##### Source document

Monday, August 22, 2011

Additional Thoughts on Storming the Winter Palace



Galina Alexandrovna Zubchenko, Storming of the Winter Palace


As we've been hearing lately, Tripoli has fallen to the Libyan rebels, suddenly, unexpectedly, and joyous throngs filled Green -- now to be renamed "Martyr's" -- Square in the center of the city. The surviving sons of The Devil Gadhafi have been 'detained' as they say and the hunt for the Old Devil is on. Has he escaped the country? Did he commit suicide? Has he been captured by one of the rebel factions? Where is he?

Of course the stories and the scenes remind us all of the astonishing events across North Africa and in the Middle East and Arabian Peninsula. During the past year, one Arab dictator after another has been toppled by some force of People's Will that no one can quite fathom, but inspiration has been reverberating around the world.

Even the most bone stupid of Our Overlords seem to realize that not only is there something happening here, but it's spreading, and more and more it's becoming apparent that this global liberationist movement is driven by rebellion against the Haves Who Demand and Take More from those who have little. Or nothing.

Yes, of course it is a classic class struggle, involving what passes for the bourgeoisie demanding respect and justice from and for their Betters. The Aristos are being beaten back everywhere by their own retainers in many cases. And what of the struggling masses? They join in struggle against the High and the Mighty, but wisely, they take nothing for granted. A rebellion may succeed, but has a Revolution really taken place? We await developments.

And of course all of this tumult evokes the extraordinary events of November 7-8, 1917, in Petrograd, Russia. The Tsar's regime had already fallen in February, but the replacement Republic and later Provisional government was little more than an empty shell, a Potemkin government, if you will. Worse, it continued Russia's bloody and destructive involvement in WWI, fighting the Germans on the West.

During the days leading up to the October Revolution (November, by the Western calendar), the Bolsheviks had taken control of most of the ministries and communications in Petrograd which left what remained of the Provisional Government, headed by Alexander Kerensky, holed up in the Winter Palace trying to figure out what to do now.

The Winter Palace was the symbol of Russian rule, and whoever held it was by definition the Ruling Party of the Russian Empire, or Republic, or... soon to be Soviet Union.

##########

- _Complete the following_
1. In the blog post about storming the Winter Palace, who headed what remained of the Provisional Government?
2. Update the stretch of the Winter Palace post from "During the days" through "be Soviet Union.", replacing "Bolsheviks" with "Red Guards".
3. Continue the blog post about storming the Winter Palace from where it stops.

##### Data shown

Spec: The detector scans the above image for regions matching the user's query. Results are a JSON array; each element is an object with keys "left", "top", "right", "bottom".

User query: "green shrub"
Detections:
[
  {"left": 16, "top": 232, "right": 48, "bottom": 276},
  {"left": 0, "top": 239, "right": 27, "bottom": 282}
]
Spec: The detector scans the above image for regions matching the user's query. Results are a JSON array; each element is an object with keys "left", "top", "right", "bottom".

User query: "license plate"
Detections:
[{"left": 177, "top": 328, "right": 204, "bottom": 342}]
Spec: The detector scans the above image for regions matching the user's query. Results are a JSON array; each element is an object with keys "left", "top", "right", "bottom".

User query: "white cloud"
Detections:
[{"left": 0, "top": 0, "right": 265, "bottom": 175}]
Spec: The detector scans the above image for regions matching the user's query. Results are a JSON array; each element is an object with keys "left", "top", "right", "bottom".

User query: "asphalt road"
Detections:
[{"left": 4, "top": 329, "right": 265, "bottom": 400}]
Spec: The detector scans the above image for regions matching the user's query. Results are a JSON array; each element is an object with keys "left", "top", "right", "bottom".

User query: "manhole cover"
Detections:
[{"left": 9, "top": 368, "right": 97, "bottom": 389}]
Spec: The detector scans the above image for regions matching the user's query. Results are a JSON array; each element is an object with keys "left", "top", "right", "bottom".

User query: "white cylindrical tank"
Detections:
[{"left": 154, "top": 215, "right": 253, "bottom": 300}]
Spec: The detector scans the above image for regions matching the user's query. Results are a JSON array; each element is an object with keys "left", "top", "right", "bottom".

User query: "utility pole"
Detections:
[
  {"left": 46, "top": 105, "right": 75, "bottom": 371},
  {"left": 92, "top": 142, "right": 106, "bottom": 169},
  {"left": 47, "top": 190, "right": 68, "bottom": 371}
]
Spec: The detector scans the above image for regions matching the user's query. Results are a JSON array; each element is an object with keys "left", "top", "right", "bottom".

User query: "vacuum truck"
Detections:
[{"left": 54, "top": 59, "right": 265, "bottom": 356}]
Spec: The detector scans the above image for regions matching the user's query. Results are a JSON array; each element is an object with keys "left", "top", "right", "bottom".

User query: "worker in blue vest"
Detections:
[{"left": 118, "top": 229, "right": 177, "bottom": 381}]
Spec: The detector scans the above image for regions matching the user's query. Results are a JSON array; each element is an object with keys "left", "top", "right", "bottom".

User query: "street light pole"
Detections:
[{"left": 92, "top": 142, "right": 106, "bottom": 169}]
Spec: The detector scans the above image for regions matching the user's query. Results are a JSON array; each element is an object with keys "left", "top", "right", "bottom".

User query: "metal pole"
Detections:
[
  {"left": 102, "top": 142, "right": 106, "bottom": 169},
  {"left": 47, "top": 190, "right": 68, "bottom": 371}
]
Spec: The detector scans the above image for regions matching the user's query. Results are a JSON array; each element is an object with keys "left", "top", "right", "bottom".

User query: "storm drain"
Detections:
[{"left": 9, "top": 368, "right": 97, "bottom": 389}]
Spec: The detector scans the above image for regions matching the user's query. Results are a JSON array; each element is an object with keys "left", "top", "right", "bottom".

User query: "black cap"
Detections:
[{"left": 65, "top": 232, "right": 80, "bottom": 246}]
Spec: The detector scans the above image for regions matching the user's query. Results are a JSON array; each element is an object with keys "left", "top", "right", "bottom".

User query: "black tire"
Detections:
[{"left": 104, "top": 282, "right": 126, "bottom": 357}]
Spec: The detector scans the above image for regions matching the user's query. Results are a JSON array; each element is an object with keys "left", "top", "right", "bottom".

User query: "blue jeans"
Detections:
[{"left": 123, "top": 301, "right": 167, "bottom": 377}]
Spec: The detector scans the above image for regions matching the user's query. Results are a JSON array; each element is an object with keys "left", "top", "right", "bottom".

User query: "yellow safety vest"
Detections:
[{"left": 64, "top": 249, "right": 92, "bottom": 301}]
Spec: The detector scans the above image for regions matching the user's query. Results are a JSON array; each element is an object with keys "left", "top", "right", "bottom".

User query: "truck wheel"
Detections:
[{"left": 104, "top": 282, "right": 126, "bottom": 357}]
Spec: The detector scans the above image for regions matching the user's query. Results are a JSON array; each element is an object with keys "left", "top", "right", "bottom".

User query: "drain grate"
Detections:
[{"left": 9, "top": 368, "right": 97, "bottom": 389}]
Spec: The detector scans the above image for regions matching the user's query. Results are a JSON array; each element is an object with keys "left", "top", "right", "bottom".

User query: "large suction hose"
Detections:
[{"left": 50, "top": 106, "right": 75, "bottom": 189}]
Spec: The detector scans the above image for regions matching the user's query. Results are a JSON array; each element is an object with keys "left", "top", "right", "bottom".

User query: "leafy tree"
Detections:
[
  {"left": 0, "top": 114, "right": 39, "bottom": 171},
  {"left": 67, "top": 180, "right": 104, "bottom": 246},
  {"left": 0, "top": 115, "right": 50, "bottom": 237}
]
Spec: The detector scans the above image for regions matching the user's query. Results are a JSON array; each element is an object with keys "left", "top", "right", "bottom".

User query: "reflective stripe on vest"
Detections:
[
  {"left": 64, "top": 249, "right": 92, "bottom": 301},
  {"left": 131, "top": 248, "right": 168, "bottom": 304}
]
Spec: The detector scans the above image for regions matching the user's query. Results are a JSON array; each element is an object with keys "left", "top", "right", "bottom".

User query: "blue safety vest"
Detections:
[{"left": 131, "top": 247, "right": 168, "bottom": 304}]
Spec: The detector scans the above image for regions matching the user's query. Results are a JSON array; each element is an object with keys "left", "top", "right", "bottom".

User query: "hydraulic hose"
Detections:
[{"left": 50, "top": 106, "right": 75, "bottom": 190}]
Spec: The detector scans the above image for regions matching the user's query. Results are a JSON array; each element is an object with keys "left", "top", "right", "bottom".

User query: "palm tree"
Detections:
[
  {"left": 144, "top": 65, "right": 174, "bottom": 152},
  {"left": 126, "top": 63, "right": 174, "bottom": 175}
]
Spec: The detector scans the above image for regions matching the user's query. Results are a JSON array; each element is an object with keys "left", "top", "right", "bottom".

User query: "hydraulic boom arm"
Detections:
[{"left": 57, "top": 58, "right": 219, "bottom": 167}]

##########

- _Answers in order_
1. Alexander Kerensky headed it.

2.
During the days leading up to the October Revolution (November, by the Western calendar), the Red Guards had taken control of most of the ministries and communications in Petrograd which left what remained of the Provisional Government, headed by Alexander Kerensky, holed up in the Winter Palace trying to figure out what to do now.

The Winter Palace was the symbol of Russian rule, and whoever held it was by definition the Ruling Party of the Russian Empire, or Republic, or... soon to be Soviet Union.

3.
The Bolsheviks, along with rest of the Congress of Soviets were meeting at the Smolny Institute a few miles away from the Winter Palace down the Neva River. Through strategy and oratory, they gained the upper hand over the Provisionals in a more or less democratic process and declared the Provisional Government defunct. This is a copy of the very famous proclamation issued October 25 (November 7) by the Bolsheviks:





The Storming of the Winter Palace would occur shortly, just as soon as a fleet of vehicles could rush from the Smolny to the Winter Palace Square, the vast open space in front of the Palace entered through the Red Arch and centered on the Alexander Column.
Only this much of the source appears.